**Excerto:**
----------------------------------------

No entanto, não resulta das normas supra transcritas que a aplicação do regime fiscal - residente não habitual - dependa de acto de reconhecimento por parte da AT (art. 5º do EBF), pelo que o acto de inscrição do sujeito passivo como residente não habitual tem natureza meramente declarativa nos termos propostos pela ora Recorrente.
Com este pano de fundo, a questão que se coloca é a de saber quais são as consequências do incumprimento de tal obrigação acessória e qual o seu âmbito, nomeadamente, saber se essas consequências têm efeito preclusivo sobre o exercício do direito em determinado período.
Como já ficou dito noutra sede, o regime fiscal do residente não habitual não prevê qualquer consequência para o não exercício atempado da inscrição como residente não habitual, mas não podemos deixar de salientar que o regime fiscal embora previsse um prazo de 10 anos, o mesmo inicialmente era renovável (n.º 7 do artigo 16.º do CIRS, na redacção inicial “7 - O sujeito passivo que seja considerado residente não habitual adquire o direito a ser tributado como tal pelo período de 10 anos consecutivos, renováveis, com a inscrição dessa qualidade no registo de contribuintes da Direcção -Geral dos Impostos”) e não era um prazo contínuo, já que o direito podia ser gozado de forma interpolada caso o sujeito passivo deixasse de reunir os requisitos de residente em território nacional (n.º 12 do artigo 16º do CIRS).
Nesta medida, a partir do momento em que estão reunidos os requisitos para a concessão do estatuto de residente não habitual previstos no nº 8 do artigo 16.º do CIRS, os quais são aferidos em função do ano de inscrição como residente (no caso 2018), a apresentação do pedido de inscrição como residente não habitual, fora do prazo previsto no nº 10, tem como consequência que o regime só será aplicável para o futuro, ou seja, só é aplicável a partir do ano de inscrição como residente não habitual.

----------------------------------------

**Excertos dos registos:**
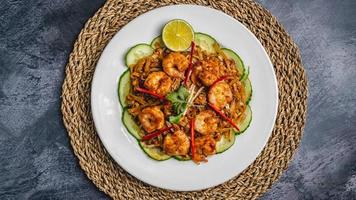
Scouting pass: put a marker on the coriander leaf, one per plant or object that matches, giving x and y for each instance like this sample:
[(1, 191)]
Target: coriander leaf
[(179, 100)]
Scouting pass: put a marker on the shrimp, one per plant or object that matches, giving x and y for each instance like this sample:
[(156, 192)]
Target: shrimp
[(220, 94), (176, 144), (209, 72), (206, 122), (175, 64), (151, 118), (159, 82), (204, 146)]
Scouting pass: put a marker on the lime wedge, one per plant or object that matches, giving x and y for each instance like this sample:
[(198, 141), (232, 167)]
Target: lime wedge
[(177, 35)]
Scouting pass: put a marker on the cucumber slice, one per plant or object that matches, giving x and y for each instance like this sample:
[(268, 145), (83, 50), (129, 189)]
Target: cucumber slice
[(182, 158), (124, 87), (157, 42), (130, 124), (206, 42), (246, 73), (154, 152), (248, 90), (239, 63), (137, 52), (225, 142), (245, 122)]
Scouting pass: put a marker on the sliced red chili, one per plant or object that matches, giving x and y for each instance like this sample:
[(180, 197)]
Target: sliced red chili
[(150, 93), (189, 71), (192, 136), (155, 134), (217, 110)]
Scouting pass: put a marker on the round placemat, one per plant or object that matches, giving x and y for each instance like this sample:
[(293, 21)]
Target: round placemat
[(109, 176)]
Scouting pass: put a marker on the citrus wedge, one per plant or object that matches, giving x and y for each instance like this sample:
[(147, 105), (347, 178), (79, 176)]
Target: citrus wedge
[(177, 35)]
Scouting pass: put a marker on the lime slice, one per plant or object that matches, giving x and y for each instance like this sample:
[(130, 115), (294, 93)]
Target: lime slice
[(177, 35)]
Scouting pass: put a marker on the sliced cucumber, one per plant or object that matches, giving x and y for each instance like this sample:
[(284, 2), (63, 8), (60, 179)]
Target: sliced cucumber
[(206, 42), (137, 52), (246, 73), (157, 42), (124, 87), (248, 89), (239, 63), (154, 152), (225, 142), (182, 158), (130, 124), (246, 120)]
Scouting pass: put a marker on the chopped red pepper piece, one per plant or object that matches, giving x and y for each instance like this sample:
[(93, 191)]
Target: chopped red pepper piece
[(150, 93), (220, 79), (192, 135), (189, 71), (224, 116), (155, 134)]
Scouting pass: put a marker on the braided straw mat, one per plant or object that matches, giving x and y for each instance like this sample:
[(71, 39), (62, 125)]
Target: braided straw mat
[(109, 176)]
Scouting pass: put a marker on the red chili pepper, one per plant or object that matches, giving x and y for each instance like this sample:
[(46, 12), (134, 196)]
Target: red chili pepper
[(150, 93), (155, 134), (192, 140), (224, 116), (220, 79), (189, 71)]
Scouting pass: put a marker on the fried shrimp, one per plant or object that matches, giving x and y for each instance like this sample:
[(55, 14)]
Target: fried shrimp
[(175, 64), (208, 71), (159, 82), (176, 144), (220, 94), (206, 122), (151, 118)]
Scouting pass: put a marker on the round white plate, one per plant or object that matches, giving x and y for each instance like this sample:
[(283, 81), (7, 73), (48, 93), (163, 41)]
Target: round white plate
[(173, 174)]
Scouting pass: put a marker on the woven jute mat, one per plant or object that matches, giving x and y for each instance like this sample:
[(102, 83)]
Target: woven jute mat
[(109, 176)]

----------------------------------------

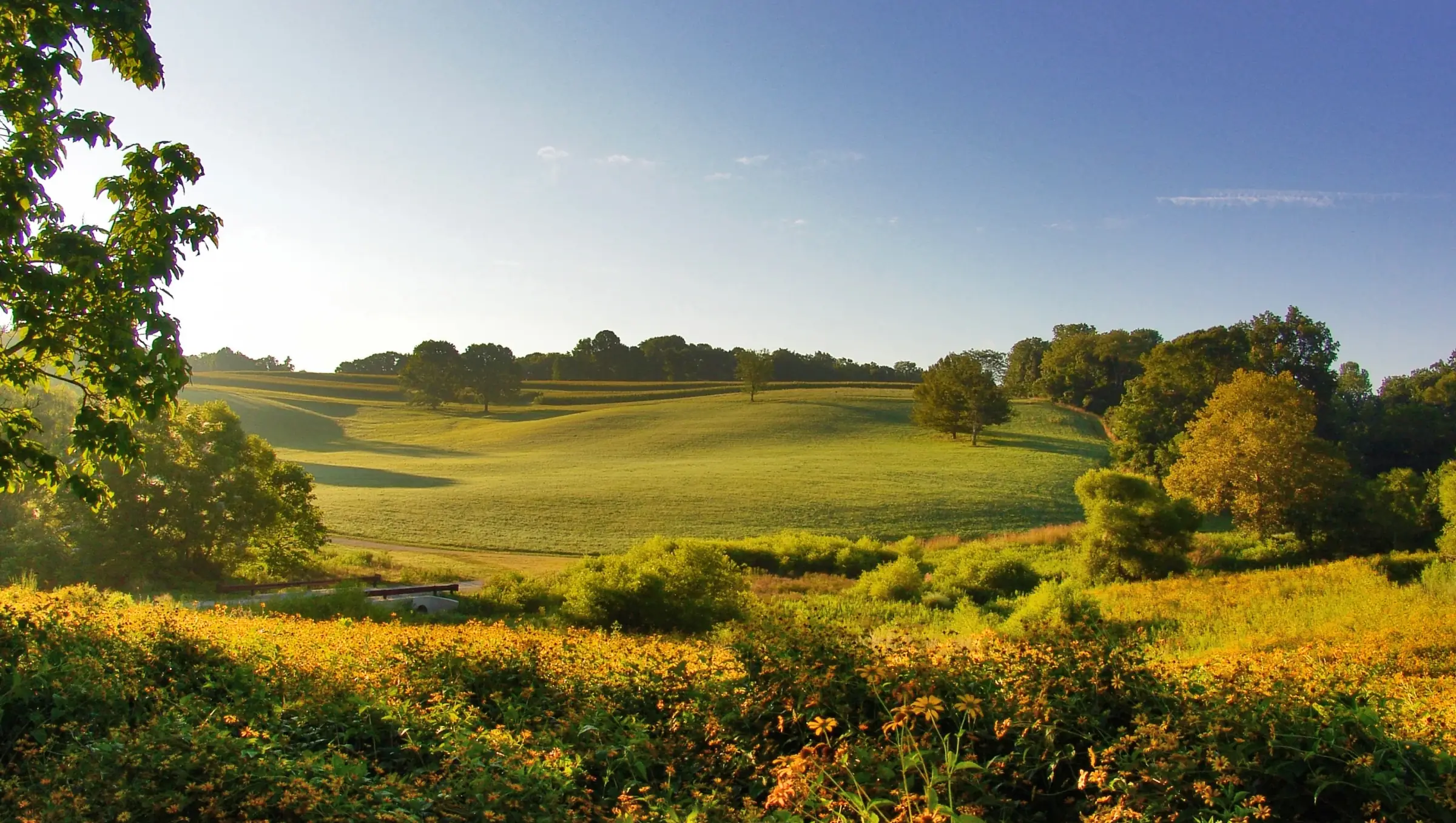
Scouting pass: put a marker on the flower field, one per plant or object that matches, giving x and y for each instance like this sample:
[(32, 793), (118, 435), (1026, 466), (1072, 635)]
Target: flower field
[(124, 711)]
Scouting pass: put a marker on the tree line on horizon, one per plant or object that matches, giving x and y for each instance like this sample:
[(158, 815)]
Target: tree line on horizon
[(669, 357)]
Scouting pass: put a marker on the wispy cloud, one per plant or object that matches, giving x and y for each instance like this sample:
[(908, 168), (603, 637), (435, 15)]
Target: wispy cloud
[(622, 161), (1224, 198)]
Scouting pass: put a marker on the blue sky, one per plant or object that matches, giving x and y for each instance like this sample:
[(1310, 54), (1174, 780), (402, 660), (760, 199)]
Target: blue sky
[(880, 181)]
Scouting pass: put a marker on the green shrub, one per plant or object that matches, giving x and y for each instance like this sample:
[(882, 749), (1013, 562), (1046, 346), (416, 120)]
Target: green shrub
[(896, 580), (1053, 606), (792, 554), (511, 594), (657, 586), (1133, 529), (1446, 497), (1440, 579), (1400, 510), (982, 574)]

----------------------------------------

Dê seguimento ao excerto sobre o regime fiscal do residente não habitual, escrevendo a parte que viria logo depois da última frase. Os registos não entram em nada disto.

**Resposta:**
Tal equivale a dizer que nada obsta à inscrição, em 2022, da ora Recorrente como residente não habitual, ainda que a sua inscrição como residente tenha sido feita em 2018, situação que implica a procedência do presente recurso, a revogação da decisão recorrida, com a consequente viabilização da pretensão da Recorrente no âmbito desta acção no sentido da anulação da decisão de indeferimento do pedido de inscrição.»
Voltando ao caso em análise, e conforme ficou desde já evidenciado, o Requerente preenchia, para o ano de 2022, todos os requisitos de que dependia o seu enquadramento como RNH, considerando que se tornou residente, para efeitos fiscais em Portugal, em 01-01-2022 e não preencheu, em qualquer um dos cinco anos anteriores, os critérios para ser considerado aqui residente, nos termos do n.º 1 e 2 do artigo 16.º do Código do IRS.
Em consequência, o Requerente deveria ter sido tributado enquanto RNH em 2022, considerando que o regime se deverá aplicar pelo período de 10 anos consecutivos a partir do ano, inclusive, da sua inscrição como residente em território português, nos termos do artigo 16.º, n.º 9, do Código do IRS.
Por outro lado, e como demonstrado anteriormente, a obrigação de apresentar o pedido de inscrição como residente não habitual, constitui uma obrigação meramente declarativa e, portanto, não constitutiva do direito a beneficiar daquele regime, sendo que o atraso na entrega poderia, apenas, conduzir a uma contraordenação tributária e não à preclusão do direito de ser corretamente enquadrado como RNH.
A este respeito, importa salientar que do facto de a entidade empregadora do Requerente, a. B..., ter reportado, por lapso, as remunerações referentes ao ano de 2021 do Requerente numa Declaração Mensal de Remunerações (destinada a declarar os rendimentos de trabalho dependente auferidos por sujeitos passivos residentes em território português), ao invés de as reportar nas respetivas Modelo 30 (destinada a declarar os rendimentos pagos a sujeitos passivos não residentes em território português), não pode a AT presumir que o Requerente foi residente fiscal em Portugal em 2021.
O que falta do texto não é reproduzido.